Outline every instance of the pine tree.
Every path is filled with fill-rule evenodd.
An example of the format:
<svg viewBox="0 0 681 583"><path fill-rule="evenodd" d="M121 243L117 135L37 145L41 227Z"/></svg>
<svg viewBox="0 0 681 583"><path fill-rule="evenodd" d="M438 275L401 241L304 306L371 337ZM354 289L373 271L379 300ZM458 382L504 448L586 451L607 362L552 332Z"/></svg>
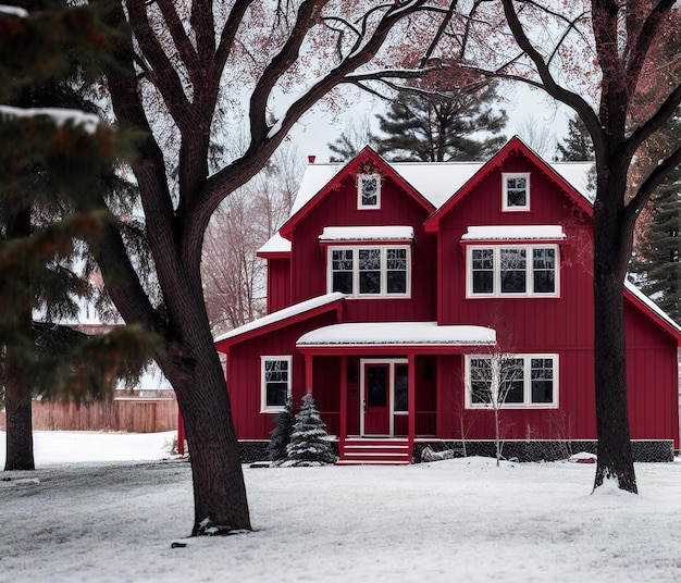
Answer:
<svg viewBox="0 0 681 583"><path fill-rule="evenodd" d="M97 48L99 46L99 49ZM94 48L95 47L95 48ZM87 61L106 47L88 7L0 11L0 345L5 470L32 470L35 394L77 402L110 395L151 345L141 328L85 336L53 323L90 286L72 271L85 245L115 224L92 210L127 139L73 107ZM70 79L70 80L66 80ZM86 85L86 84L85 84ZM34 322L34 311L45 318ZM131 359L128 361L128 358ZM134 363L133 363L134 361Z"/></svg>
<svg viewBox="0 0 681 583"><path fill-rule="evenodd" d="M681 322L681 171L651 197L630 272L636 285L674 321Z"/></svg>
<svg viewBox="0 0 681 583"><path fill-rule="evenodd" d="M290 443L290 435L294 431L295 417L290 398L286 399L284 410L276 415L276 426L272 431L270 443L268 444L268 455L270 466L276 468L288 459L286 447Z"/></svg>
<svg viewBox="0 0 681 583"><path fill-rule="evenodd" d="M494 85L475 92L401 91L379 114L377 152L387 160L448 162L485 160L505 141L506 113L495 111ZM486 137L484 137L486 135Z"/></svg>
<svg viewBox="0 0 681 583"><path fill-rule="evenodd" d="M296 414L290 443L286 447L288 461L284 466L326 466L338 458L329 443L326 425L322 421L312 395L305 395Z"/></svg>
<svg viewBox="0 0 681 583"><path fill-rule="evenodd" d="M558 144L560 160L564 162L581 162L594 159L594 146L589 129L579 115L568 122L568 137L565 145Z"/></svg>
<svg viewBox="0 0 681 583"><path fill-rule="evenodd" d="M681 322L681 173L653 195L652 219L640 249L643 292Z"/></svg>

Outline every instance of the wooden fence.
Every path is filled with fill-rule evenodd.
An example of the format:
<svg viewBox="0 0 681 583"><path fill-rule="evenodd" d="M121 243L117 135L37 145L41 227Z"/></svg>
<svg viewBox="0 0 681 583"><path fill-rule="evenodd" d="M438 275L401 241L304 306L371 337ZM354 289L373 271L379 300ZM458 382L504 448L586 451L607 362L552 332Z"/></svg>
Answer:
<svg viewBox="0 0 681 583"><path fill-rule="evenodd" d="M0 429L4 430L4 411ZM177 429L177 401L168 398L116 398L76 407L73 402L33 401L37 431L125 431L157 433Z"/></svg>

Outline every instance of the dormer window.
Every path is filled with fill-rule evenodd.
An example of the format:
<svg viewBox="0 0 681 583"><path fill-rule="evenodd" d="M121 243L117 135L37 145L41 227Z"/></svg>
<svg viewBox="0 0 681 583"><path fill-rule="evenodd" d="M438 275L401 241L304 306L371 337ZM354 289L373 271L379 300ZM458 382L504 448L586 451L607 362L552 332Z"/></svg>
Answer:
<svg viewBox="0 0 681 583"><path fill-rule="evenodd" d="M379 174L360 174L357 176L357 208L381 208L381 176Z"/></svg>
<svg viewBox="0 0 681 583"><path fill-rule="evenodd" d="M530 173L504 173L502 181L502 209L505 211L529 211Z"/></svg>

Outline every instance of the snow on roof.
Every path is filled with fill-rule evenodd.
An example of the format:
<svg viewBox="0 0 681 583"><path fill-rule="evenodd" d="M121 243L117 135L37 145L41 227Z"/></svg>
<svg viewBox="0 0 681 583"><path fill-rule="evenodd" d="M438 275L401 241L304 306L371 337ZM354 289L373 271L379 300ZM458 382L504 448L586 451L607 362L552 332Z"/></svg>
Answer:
* * *
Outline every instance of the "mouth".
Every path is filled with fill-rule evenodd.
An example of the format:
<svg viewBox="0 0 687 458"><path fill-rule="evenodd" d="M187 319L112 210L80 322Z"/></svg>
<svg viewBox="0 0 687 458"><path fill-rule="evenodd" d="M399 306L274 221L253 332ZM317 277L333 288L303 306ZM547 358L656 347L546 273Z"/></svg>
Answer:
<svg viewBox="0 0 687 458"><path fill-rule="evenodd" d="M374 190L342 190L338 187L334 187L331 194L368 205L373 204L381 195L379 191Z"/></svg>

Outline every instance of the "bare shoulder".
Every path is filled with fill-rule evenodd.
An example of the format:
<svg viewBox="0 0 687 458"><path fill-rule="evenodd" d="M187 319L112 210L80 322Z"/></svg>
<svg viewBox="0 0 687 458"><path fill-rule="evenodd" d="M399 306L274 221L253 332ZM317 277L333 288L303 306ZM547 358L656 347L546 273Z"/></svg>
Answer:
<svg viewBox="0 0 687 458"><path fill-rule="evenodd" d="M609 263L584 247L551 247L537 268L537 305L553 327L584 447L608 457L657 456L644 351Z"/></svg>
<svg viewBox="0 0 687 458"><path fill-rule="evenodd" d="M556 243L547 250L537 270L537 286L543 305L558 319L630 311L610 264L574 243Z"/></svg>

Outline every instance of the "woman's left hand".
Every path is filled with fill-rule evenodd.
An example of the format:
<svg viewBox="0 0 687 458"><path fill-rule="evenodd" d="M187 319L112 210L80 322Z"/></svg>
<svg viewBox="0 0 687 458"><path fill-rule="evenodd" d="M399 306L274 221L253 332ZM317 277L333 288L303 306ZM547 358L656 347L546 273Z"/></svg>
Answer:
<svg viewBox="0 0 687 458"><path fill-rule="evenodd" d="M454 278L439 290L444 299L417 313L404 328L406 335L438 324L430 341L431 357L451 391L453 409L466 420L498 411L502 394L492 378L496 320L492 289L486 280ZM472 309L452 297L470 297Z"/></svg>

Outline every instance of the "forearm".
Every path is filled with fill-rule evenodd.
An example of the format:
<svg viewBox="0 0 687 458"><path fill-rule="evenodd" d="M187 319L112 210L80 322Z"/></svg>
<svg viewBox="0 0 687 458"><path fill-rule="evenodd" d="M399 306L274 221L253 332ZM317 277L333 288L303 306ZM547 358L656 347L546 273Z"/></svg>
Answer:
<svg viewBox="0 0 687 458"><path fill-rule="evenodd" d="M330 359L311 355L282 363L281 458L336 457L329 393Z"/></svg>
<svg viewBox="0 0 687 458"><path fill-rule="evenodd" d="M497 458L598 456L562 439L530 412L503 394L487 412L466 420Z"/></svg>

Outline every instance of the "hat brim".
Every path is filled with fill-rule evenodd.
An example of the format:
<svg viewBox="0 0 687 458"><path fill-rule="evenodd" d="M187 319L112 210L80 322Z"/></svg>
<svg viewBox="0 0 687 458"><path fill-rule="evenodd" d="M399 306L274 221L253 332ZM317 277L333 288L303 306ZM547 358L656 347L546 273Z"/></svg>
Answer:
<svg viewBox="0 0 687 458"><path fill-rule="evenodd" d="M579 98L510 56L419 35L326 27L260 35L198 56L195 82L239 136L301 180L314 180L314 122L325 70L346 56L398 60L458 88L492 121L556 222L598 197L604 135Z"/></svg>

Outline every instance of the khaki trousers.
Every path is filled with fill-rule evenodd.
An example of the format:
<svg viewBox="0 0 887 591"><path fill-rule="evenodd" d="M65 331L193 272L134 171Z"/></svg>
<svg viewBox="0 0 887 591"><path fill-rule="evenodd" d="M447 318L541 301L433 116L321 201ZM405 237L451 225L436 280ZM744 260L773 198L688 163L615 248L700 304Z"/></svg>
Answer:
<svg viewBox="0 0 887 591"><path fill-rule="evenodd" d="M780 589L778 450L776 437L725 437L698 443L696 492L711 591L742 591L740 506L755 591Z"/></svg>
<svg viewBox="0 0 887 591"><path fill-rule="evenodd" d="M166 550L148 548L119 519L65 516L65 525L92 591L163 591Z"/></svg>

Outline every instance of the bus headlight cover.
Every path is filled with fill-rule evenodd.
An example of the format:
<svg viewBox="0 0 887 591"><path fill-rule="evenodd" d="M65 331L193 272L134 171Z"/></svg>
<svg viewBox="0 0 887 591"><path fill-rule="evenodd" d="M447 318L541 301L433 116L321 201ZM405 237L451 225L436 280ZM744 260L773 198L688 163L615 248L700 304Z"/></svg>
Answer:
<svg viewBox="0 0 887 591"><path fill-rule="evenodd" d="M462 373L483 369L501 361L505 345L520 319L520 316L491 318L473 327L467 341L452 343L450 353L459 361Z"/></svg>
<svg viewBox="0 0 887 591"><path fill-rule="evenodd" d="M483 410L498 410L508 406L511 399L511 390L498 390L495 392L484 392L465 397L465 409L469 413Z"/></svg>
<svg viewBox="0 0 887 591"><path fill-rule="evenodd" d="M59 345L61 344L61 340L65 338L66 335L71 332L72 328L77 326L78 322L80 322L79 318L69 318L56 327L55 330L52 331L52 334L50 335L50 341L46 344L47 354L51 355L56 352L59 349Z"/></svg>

▶ **Work to do**
Give back the data above unchanged. Begin at the line that has "Outline every instance of the pine tree.", stop after the line that has "443L290 435L294 431L295", and leave out the pictures.

▶ **Complete answer**
Outline every instance of the pine tree.
Every path is filled with fill-rule evenodd.
An example of the format:
<svg viewBox="0 0 681 583"><path fill-rule="evenodd" d="M121 243L117 135L37 145L41 227Z"/></svg>
<svg viewBox="0 0 681 583"><path fill-rule="evenodd" d="M438 275L401 241L304 306L371 337ZM354 289L373 271L379 300ZM458 382L504 448L586 451L607 362L552 332Z"/></svg>
Answer:
<svg viewBox="0 0 681 583"><path fill-rule="evenodd" d="M97 48L99 46L99 49ZM94 48L95 47L95 48ZM87 61L106 47L88 7L0 11L0 345L5 470L32 470L35 394L77 402L110 395L151 345L141 328L85 336L53 323L90 286L72 271L85 245L115 224L92 210L127 139L73 107ZM70 79L70 80L66 80ZM86 85L86 84L85 84ZM34 322L34 311L45 318ZM131 359L128 361L128 358ZM134 363L133 363L134 361Z"/></svg>
<svg viewBox="0 0 681 583"><path fill-rule="evenodd" d="M681 322L681 171L651 197L630 272L636 285L674 321Z"/></svg>
<svg viewBox="0 0 681 583"><path fill-rule="evenodd" d="M290 443L290 435L294 431L295 417L290 398L286 399L284 410L276 415L276 426L272 431L270 443L268 444L268 455L270 466L276 468L288 459L286 447Z"/></svg>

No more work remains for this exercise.